SELECTION:
—————

This project implements a code search engine using sentence embeddings and vector similarity search. It allows users to search for relevant code snippets given a natural language query.
The project is built in Python using:
- Sentence Transformers for embeddings.
- Qdrant as a vector database.
- Hugging Face pretrained model
all-MiniLM-L6-v2for encoding code and text.
Embeddings-based-code-search-engine/
│
├── evaluation_functions/ # Evaluation metrics implementations
│ ├── __init__.py
│ ├── evaluation_function.py # Recall@10, MRR@10, nDCG@10
│ └── evaluation_function_heads.py # Functions' heads only
│
├── training/ # Training and fine-tuning scripts
│ ├── __init__.py
│ ├── loss_logging.py # Wrapper around MultipleNegativeRankingLoss
│ └── train.py # Main training loop and fine-tuning logic
│
├── utils/ # Utility functions used throughout the project
│ ├── __init__.py
│ ├── function_name_extraction.py # Function name extractor
│ ├── plotting.py # Plotting function
│ └── search_function.py # Search query function
│
├── search-engine.ipynb # Jupyter notebook demonstrating project usage and examples
│
├── training_loss_analysis.png # Visualization plot for training loss during fine-tuning
│
├── tuned_model/ # Fine-tuned model
│
├── .gitignore
├── requirements.txt # List of Python package dependencies and versions
└── README.md # Project overview, setup instructions, and documentation
- Embeddings-based search engine
- Loads a collection of code snippets and natural language queries
- Encodes both using a pretrained SentenceTransformer
- Stores embeddings in Qdrant
- Supports semantic search over the collection via a simple API
- Evaluation metrics
- Uses the CoSQA dataset (Code Search Question Answering)

—————

PROVIDED RECORDS:

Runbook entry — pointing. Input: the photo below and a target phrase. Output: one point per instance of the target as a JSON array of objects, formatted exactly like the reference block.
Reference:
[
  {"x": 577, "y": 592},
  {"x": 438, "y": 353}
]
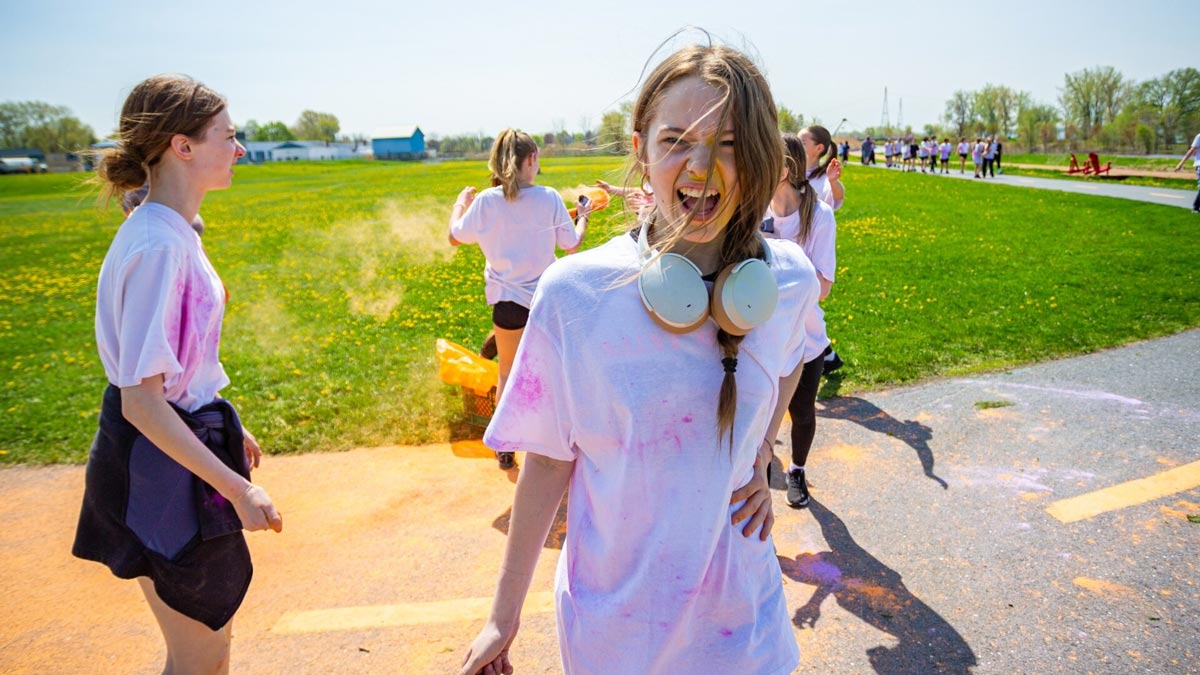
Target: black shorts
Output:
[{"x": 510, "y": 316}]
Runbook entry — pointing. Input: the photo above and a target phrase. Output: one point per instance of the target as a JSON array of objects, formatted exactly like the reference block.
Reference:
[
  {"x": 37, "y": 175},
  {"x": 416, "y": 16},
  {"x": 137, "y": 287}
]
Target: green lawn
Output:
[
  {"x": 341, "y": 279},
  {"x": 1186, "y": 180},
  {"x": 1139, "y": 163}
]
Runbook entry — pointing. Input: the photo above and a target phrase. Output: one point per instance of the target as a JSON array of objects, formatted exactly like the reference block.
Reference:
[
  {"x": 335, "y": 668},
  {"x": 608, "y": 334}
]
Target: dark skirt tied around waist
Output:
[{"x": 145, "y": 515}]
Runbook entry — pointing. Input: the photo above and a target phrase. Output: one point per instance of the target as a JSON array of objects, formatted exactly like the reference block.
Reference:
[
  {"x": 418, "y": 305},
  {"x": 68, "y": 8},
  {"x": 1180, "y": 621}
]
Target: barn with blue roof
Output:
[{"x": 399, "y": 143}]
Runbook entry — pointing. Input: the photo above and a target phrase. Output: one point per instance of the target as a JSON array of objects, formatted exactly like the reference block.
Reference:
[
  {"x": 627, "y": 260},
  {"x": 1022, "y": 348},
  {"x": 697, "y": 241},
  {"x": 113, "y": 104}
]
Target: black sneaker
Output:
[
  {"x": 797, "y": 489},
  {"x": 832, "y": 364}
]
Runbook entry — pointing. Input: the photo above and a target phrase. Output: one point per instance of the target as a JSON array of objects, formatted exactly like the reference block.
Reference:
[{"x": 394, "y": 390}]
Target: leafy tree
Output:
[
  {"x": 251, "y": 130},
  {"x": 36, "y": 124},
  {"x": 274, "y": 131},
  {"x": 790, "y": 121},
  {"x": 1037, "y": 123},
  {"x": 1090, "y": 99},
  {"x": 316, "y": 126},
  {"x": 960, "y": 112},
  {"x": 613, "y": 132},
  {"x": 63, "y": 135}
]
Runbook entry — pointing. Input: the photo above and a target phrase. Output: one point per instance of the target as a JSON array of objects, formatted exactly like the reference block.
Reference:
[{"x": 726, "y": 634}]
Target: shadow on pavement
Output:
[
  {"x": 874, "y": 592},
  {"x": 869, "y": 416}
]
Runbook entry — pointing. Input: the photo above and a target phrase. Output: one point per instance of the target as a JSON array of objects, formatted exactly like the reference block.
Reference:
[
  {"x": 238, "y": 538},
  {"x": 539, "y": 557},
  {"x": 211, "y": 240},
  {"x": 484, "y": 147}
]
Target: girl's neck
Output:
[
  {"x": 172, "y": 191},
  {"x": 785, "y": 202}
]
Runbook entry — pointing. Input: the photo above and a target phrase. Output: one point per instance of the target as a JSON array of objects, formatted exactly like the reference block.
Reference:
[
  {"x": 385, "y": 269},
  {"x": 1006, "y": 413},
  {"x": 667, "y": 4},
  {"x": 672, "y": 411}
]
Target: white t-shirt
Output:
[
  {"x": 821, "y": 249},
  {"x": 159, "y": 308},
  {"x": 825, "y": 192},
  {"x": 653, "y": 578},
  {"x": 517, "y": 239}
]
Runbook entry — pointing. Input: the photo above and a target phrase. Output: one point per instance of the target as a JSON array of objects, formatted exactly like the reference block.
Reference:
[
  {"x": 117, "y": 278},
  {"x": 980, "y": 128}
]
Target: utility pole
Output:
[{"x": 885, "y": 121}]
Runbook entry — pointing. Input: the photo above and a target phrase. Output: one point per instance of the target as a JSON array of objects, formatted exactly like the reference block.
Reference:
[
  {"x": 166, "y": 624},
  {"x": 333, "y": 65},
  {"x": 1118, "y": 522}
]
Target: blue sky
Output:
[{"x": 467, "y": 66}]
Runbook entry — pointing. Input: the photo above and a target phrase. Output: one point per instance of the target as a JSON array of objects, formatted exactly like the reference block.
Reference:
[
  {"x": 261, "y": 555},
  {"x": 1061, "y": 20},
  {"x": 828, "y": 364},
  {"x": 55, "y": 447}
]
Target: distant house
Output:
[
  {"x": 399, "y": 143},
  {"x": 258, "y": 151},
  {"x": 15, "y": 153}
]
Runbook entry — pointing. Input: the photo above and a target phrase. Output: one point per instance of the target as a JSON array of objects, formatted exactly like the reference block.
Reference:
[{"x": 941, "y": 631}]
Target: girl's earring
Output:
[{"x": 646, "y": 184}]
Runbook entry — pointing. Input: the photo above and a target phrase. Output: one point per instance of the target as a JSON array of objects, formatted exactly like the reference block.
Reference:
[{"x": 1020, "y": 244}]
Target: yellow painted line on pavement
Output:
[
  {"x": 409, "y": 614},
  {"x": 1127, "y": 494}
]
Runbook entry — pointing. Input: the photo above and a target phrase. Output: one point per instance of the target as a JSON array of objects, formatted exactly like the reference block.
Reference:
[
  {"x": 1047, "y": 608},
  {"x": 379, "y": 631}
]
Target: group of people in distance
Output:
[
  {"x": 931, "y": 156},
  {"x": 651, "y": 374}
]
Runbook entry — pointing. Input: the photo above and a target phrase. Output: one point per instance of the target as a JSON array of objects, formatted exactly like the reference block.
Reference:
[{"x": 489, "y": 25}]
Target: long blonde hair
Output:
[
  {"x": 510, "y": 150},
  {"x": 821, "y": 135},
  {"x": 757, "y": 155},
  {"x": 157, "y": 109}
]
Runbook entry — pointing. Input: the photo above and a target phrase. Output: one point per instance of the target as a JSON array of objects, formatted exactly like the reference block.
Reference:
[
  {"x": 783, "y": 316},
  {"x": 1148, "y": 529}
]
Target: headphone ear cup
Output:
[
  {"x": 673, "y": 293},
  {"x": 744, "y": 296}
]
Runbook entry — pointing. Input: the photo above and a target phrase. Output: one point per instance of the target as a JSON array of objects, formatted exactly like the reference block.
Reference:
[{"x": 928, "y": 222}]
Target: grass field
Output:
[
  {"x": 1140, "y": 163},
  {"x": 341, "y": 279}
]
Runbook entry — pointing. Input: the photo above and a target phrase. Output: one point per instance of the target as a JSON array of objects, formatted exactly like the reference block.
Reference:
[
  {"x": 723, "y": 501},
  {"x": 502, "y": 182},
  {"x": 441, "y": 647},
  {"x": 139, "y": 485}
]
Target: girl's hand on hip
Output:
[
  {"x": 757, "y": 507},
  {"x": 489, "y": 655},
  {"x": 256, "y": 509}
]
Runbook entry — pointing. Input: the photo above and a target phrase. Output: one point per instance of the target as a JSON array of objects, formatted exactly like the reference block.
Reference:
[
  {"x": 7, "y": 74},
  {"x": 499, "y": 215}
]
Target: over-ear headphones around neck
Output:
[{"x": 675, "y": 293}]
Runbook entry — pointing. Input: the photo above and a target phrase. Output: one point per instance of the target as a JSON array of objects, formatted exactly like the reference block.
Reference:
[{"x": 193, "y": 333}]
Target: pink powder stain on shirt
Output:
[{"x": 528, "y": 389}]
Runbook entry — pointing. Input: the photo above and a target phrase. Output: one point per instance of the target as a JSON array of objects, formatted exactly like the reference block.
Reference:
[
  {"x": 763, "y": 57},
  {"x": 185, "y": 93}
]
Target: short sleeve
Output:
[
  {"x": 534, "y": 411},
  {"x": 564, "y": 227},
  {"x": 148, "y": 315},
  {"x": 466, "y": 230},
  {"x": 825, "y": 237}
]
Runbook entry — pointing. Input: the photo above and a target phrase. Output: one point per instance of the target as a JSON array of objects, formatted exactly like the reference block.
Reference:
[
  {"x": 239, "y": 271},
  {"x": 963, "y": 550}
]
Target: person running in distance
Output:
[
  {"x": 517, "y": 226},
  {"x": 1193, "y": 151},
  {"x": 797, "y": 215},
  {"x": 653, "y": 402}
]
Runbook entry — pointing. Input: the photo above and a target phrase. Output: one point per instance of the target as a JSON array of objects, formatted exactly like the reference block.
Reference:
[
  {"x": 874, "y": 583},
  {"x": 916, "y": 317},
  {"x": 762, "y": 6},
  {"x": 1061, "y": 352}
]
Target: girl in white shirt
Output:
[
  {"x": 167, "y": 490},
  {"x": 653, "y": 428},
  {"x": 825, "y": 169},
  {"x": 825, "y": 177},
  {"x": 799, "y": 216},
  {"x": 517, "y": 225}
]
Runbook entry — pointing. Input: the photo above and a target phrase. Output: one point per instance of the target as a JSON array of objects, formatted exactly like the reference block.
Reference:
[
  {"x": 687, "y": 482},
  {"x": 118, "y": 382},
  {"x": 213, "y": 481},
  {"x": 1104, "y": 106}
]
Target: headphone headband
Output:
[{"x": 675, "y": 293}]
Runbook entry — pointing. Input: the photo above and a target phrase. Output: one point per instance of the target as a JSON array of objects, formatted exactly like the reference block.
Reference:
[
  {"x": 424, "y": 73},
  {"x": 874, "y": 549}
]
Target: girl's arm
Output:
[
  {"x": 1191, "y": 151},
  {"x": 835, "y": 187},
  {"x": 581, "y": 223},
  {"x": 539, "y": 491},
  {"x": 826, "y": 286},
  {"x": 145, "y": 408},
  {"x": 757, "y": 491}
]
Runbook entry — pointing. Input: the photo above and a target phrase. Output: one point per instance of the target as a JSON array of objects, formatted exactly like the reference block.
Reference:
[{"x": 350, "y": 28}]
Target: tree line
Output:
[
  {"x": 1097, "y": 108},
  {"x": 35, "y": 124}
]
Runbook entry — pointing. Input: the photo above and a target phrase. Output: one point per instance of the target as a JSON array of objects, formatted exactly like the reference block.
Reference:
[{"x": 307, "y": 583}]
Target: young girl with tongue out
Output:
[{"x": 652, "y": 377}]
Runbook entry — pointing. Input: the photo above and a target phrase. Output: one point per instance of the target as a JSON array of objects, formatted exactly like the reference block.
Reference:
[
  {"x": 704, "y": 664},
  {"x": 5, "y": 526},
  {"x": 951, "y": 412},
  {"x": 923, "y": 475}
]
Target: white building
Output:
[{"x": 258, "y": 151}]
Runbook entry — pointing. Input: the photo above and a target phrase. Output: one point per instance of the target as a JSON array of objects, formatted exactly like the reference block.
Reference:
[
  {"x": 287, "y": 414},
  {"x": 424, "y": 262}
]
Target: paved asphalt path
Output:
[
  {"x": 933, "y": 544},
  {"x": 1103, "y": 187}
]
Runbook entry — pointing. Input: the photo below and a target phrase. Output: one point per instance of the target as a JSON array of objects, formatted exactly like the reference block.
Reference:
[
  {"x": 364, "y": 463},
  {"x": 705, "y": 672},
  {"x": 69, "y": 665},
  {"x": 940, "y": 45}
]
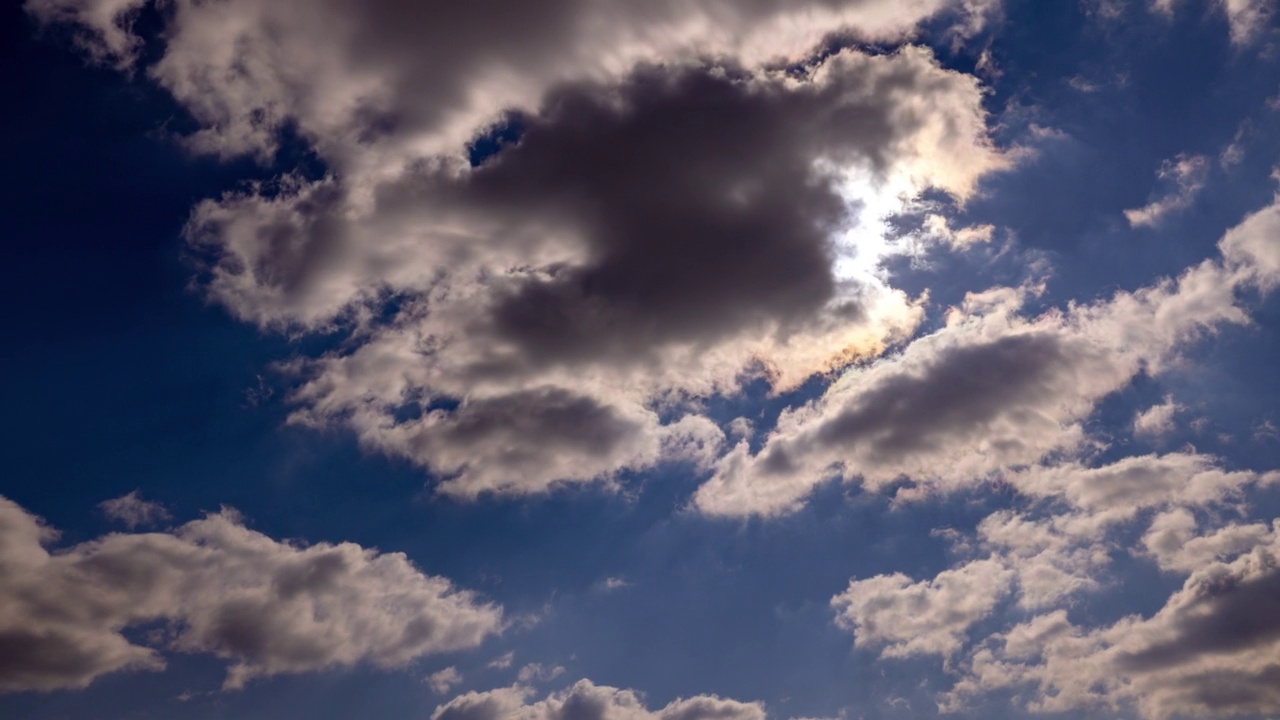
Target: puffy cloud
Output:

—————

TASK OBJECTIVE:
Can you quote the code search README word for word, from "This project implements" down to "code and text."? You won't need the records for anything here.

ANSWER TO THE TASK:
This project implements a code search engine using sentence embeddings and vector similarity search. It allows users to search for relevant code snippets given a natural language query.
The project is built in Python using:
- Sentence Transformers for embeddings.
- Qdrant as a vector database.
- Hugging Face pretrained model
all-MiniLM-L6-v2for encoding code and text.